══ EXCERPT TO READ ══

Over the last year, I worried more than usual. Worried about finishing my book. Worried about what I’m going to create next. Worried about who I’ll become as a creative person, and worried about how my worrying affects how show up at home. (Worrying about worrying: truly the chef’s kiss of emotions.)
I started thinking really hard about what to do, and not in the fun way. I wrote monthly plans, ticked off the boxes for a week, then ignored them. I bought courses and let them rot in my inbox.
I think it started right before I got my first book deal, when my audience reached a certain size. I don’t even know the precise size; I just remember feeling like I was at the threshold for what I could handle, as far as eyes on me.
Deeper than that, I think it started when I began asking questions about how to do this creative-in-public thing right: how to work and create transformational space in the right way, without ruining it for me or anyone else. I was secretly really, really afraid of ruining everything I’d worked so hard for.
Of course I was: after muscling my way through my MFA program, lots of certifications, the harrowing experience of having a newborn in 2020, I had found my voice, as they say! I felt really congruent with what I was saying and doing, and eventually opportunities landed on my lap, like writing a book which had I wanted to do my whole life.
Suddenly there was a waiting list of people wanting to work with me, and I loved them. My inner world and my outer world felt deeply connected.
And slowly, without even noticing it, I began to see all this stuff happening as a dire responsibility — a rickety ship I had to navigate through the Bermuda triangle. Full of sea monsters.
I even hired a coach who I unconsciously expected to tell me how to navigate it right. Unsurprisingly I didn’t get the answer, because that’s the wrong question. Then I grew more worried that I wasn’t feeling any clearer. I had felt so free before all this professionalism, all this opportunity. I wondered if this just how it has to be??
I couldn’t talk about what was happening, because I couldn’t see what was happening, because I wouldn’t let myself see what was happening, because I had unconscious shame about what was happening.
And that’s why I’m sharing this with you: to speak out loud what we don’t have the cultural support to recognize.

═══

:: TASK INSTRUCTIONS ::
According to the essay about worrying, in what year did the writer have a newborn?

══ DATA FOR REVIEW ══

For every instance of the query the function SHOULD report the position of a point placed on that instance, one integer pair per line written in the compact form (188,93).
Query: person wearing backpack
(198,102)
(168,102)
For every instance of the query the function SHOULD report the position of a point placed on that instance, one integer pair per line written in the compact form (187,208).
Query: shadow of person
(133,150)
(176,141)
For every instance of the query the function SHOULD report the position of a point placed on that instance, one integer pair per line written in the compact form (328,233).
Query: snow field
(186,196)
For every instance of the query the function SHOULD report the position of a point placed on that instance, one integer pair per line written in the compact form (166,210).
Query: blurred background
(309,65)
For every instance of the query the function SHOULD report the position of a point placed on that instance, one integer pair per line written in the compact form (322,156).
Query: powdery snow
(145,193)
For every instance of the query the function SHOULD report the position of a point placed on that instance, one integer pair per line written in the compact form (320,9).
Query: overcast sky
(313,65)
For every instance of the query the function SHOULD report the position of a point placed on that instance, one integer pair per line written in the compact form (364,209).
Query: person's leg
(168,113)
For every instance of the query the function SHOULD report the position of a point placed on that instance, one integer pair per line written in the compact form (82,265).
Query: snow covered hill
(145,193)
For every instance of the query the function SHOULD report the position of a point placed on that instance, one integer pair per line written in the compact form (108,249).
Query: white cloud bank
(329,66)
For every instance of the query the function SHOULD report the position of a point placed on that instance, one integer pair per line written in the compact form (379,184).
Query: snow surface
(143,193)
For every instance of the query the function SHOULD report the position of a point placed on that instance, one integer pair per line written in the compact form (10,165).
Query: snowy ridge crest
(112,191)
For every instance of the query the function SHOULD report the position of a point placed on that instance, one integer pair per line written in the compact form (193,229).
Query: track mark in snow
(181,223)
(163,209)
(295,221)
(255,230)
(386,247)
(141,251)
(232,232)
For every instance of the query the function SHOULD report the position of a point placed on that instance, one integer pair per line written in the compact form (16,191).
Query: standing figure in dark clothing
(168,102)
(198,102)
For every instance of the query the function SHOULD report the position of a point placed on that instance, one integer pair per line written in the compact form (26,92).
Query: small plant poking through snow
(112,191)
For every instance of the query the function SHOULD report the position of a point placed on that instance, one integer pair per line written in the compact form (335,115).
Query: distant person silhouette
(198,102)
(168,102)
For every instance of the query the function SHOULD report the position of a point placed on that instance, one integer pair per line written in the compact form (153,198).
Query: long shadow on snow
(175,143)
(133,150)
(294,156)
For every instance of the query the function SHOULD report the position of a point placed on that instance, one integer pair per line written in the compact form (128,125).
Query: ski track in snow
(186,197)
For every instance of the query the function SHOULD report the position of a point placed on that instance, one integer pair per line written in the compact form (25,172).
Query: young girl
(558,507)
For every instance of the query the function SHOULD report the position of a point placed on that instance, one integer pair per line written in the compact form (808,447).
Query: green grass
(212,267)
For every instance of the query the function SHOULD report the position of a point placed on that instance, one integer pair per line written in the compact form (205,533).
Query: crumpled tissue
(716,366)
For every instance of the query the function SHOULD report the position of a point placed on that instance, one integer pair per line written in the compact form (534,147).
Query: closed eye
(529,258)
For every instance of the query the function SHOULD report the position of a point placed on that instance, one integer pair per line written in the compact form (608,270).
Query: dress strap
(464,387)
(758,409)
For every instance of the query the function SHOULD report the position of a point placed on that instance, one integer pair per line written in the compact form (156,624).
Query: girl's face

═══

:: ANSWER SECTION ::
2020